(Records from a pointing dataset)

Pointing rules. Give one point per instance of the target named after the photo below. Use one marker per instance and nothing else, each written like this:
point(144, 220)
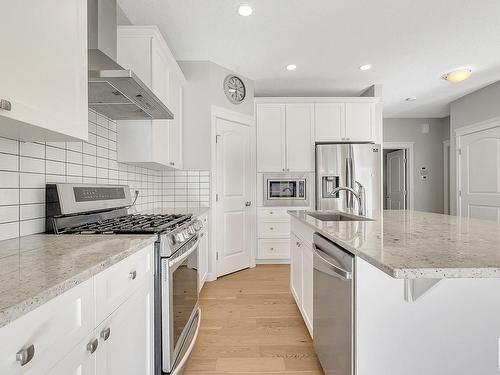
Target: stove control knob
point(179, 237)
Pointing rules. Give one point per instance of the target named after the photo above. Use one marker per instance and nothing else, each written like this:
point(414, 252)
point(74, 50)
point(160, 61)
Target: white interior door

PROBLEM DETAILS ▸ Copy out verbatim the lines of the records starting at the line containing "the photo above." and ending at the last line of the records.

TASK ANSWER ▸
Pointing rules. Give one point per instance of the target named after the photo above. Use one marker per instance and nothing else, each written like this:
point(414, 252)
point(74, 50)
point(160, 61)
Target: white interior door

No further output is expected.